Keep every word of the listing and reproduce it exactly, but set aside any image found there.

____ Entries supplied

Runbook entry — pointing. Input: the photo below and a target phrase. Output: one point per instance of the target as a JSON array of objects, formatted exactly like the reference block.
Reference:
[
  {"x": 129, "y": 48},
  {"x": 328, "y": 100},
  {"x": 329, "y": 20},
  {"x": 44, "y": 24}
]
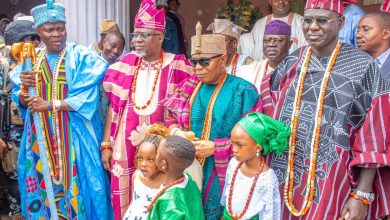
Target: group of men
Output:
[{"x": 334, "y": 96}]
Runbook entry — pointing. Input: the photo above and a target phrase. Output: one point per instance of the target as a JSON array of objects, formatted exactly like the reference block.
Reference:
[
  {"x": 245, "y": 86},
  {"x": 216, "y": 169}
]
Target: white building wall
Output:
[{"x": 84, "y": 16}]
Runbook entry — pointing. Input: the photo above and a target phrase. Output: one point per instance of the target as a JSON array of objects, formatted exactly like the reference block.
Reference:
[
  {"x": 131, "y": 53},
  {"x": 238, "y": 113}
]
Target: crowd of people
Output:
[{"x": 275, "y": 117}]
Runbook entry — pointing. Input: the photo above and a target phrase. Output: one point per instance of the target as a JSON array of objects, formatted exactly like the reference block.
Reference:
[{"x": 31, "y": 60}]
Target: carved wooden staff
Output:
[{"x": 24, "y": 53}]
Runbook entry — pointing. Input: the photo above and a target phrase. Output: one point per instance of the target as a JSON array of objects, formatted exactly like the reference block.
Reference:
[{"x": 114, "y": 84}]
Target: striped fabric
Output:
[
  {"x": 149, "y": 16},
  {"x": 353, "y": 133},
  {"x": 117, "y": 84}
]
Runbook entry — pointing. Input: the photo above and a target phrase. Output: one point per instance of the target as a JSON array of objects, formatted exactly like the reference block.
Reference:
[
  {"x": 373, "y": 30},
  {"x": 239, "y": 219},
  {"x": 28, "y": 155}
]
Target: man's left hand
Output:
[
  {"x": 204, "y": 148},
  {"x": 354, "y": 209},
  {"x": 37, "y": 104},
  {"x": 3, "y": 149}
]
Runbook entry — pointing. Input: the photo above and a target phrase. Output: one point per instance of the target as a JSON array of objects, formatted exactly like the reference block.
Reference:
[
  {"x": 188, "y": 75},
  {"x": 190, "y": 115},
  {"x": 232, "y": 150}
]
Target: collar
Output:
[{"x": 382, "y": 58}]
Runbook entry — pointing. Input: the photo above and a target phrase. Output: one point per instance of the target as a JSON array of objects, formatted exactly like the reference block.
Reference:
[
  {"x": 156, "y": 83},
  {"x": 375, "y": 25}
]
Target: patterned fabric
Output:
[
  {"x": 84, "y": 193},
  {"x": 236, "y": 98},
  {"x": 149, "y": 16},
  {"x": 385, "y": 7},
  {"x": 245, "y": 15},
  {"x": 353, "y": 132},
  {"x": 265, "y": 201},
  {"x": 126, "y": 118},
  {"x": 70, "y": 205},
  {"x": 333, "y": 5}
]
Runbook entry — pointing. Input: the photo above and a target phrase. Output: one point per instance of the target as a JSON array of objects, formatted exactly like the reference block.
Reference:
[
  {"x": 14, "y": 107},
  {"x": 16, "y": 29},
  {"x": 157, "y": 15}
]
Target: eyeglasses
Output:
[
  {"x": 203, "y": 61},
  {"x": 321, "y": 21},
  {"x": 273, "y": 41},
  {"x": 142, "y": 35}
]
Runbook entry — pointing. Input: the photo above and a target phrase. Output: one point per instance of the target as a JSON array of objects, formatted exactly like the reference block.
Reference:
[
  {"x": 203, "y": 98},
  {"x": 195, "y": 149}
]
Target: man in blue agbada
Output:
[{"x": 66, "y": 78}]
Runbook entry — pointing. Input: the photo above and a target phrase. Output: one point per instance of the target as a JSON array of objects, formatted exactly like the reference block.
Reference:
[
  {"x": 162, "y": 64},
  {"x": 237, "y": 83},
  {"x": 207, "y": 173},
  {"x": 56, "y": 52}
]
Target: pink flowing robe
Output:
[{"x": 117, "y": 84}]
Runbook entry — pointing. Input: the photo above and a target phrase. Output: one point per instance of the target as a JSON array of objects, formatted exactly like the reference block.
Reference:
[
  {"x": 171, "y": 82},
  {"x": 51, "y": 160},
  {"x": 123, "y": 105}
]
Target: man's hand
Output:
[
  {"x": 354, "y": 209},
  {"x": 28, "y": 79},
  {"x": 37, "y": 104},
  {"x": 106, "y": 159},
  {"x": 3, "y": 149},
  {"x": 204, "y": 148}
]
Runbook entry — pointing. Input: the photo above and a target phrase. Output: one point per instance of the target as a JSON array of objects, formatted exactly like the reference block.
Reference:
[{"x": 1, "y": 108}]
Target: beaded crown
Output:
[
  {"x": 49, "y": 12},
  {"x": 207, "y": 43}
]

________

• _Exercise answer_:
Runbook entry — pointing. Input: the photo below and a target phrase. Output: one point per instance of the target as a JSON array of objects, formatted exactly like the reference block.
Reference:
[
  {"x": 129, "y": 48},
  {"x": 328, "y": 100},
  {"x": 329, "y": 20},
  {"x": 44, "y": 24}
]
Target: group of men
Output:
[{"x": 334, "y": 96}]
Runbook entry — pointing. Input: the photo above and a target phrase. Output: one point per instance of the target as a JSON array of objects, formatted exactly like the reference block.
Reference:
[
  {"x": 245, "y": 86},
  {"x": 216, "y": 169}
]
Target: white building wall
Output:
[{"x": 84, "y": 16}]
Runbook entry — pointing. Input: the photo above and a target phrase. Output: one point per instance of the target as a JSON array of objects, formatted exactly like the reference block.
Reference:
[
  {"x": 131, "y": 53},
  {"x": 238, "y": 113}
]
Target: crowd of people
Output:
[{"x": 275, "y": 117}]
Runbook entry — pointing. Input: the photo above and a target phrase. Output: one point per instance of the target as a JSON array of objects, formatted exactly like the reference block.
Reference:
[{"x": 31, "y": 60}]
Target: carved wooden staff
Output:
[{"x": 24, "y": 53}]
Runbook entry — pointing. Input: the photo above and a target phrase. Output: one point per instance of the target as a JSON array of objects, formatted exactly like the reference block.
Reference:
[{"x": 114, "y": 84}]
Target: striped fabric
Output:
[
  {"x": 149, "y": 16},
  {"x": 353, "y": 133},
  {"x": 117, "y": 84}
]
Runbook entry — pointing. Input: the photo above and a target phrase. Output: one point per instance of the target as a JSON array of objects, formatted exactly like the reference block.
Reference:
[
  {"x": 373, "y": 30},
  {"x": 239, "y": 219},
  {"x": 28, "y": 155}
]
Target: man's left hand
Output:
[
  {"x": 204, "y": 148},
  {"x": 354, "y": 209},
  {"x": 37, "y": 104},
  {"x": 3, "y": 149}
]
Runbook entry — pointing. Input: the photo above and a target phrase. Output: one point per instance of the target as a JSON array of objects, formatted exactly like the reference block.
Reference:
[
  {"x": 188, "y": 75},
  {"x": 190, "y": 115},
  {"x": 232, "y": 150}
]
Target: collar
Output:
[{"x": 382, "y": 58}]
Runbook entry — pointing. Input: the photo above and a target phrase. Output: one point per instance of the target as a JSON array of objects, formatted exactly like the reference block.
Reference:
[
  {"x": 156, "y": 83},
  {"x": 375, "y": 25}
]
Target: patterned fabric
Output:
[
  {"x": 84, "y": 193},
  {"x": 236, "y": 98},
  {"x": 149, "y": 16},
  {"x": 385, "y": 7},
  {"x": 245, "y": 15},
  {"x": 353, "y": 132},
  {"x": 265, "y": 201},
  {"x": 126, "y": 118},
  {"x": 70, "y": 205},
  {"x": 333, "y": 5}
]
Runbook entry — pointing. Input: the photo above and a target phrase. Output: one point per instance of the target as a JSON array of objects, formatted exactly like the reference block.
Reference:
[
  {"x": 14, "y": 107},
  {"x": 16, "y": 29},
  {"x": 157, "y": 15}
]
Target: eyeglasses
Output:
[
  {"x": 203, "y": 61},
  {"x": 321, "y": 21},
  {"x": 273, "y": 41},
  {"x": 142, "y": 35}
]
Runbook entry — pointing. Input: the photo above and a target phrase. Output: one point per instance of the target as a JSON array of objects, formatted exactly like the reference block.
Reference:
[
  {"x": 203, "y": 98},
  {"x": 195, "y": 149}
]
Target: man in blue agbada
Output:
[{"x": 66, "y": 78}]
Runbook entry — pointing. Input: the photo above and a target phrase. Output: one point per instance of the target as a JSON array of objects, formatted exactly like the reference block.
Reference:
[
  {"x": 162, "y": 64},
  {"x": 237, "y": 83},
  {"x": 207, "y": 173},
  {"x": 56, "y": 52}
]
Target: pink flowing robe
Output:
[{"x": 117, "y": 84}]
Runbook entry — pointing. Input: the photo above and a target phrase. Output: one point per instance of the target as a JSON array of objects, formatted exactly like the reference block.
Reference:
[
  {"x": 171, "y": 82},
  {"x": 51, "y": 160},
  {"x": 123, "y": 105}
]
Target: man's hand
Output:
[
  {"x": 354, "y": 209},
  {"x": 28, "y": 79},
  {"x": 37, "y": 104},
  {"x": 106, "y": 159},
  {"x": 3, "y": 149},
  {"x": 204, "y": 148}
]
Runbook entry — pointing. Input: the photo above and a target phrase. Output: one point per instance of the target as a JSON array of objects, formatted exactly like the reference block.
Reference:
[{"x": 1, "y": 108}]
Target: beaded crown
Output:
[
  {"x": 49, "y": 12},
  {"x": 207, "y": 43}
]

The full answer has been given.